ABOUT THIS EXERCISE =>
Carry on the text about tackling Glasgow's drug problem, starting right after its final sentence.

*** Opening DOCUMENT SEGMENT ***

Glasgow in particular has very definite needs when it comes to tackling the drug problem. It has a lot of addicts who inject in Glasgow city centre, estimated at 500 people. An HIV outbreak is just the latest in a series of infectious diseases among addicts and the number of drug-related deaths in Glasgow went up in 2015.
Those against the setting up of such facilities usually focus on the issues of choice and personal will, and on the illegality of drug use. But leaving it solely to the criminal justice system is not the most pragmatic approach, and takes no account of the wider threats to public health it poses. Lets leave aside the issue of compassion for our fellow human beings and caring for the vulnerable, and just focus on the practicalities.
Take even the most basic threat of used needles being left where they could infect someone who happens across one, or even infect someone who has been given the job of clearing them away – there have been thousands of used needles found on Scotland’s streets. And there is the impact that unofficial shooting galleries can have on communities – parents can fear to let children out without supervision, adults can feel there are “no go” areas. There have been initiatives to tackle some of these areas but largely they have been unable to come up with effective solutions.
The infectious diseases are a threat to all, and of course there is the wider impact on the NHS budget. It is in all of our interests to prevent the spread of disease as early as possible.

*** Closing DOCUMENT SEGMENT ***
*** Opening MATERIAL SUPPLIED ***

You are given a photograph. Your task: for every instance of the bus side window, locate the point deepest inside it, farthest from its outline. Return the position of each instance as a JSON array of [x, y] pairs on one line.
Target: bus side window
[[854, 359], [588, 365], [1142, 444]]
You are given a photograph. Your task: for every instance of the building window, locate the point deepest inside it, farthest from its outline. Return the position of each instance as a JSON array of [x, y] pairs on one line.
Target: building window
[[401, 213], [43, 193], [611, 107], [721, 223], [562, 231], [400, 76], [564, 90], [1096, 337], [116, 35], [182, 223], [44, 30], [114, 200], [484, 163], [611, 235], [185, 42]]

*** Closing MATERIAL SUPPLIED ***

REPLY =>
The people who inject drugs in public places live chaotic lives that are not going to improve unless they are helped, and even then it is not easy. The world they inhabit is one linked to crime – often crimes are committed to raise the money needed for drugs, sometimes criminal acts can be the price to be paid, so they can be expendables in the gangster underworld that surrounds and perpetuates the multi-million pound criminal enterprise that is drug dealing.
Take these vulnerable individuals out of that environment and there is the possibility of effective help and a life change. Leaving them be offers no hope of such an outcome. At least the fix rooms will be a point of contact, will mean there is a relationship.
It is believed by health professionals that unless these facilities are brought in, the situation on Glasgow’s streets will only get worse.
Yes, there should be help to get addicts free from drugs, but for some, for a period of time, providing somewhere more healthy for them to inject is the better option.
Lets hope that this initiative, still in the process of establishment, is fully up and running as soon as possible.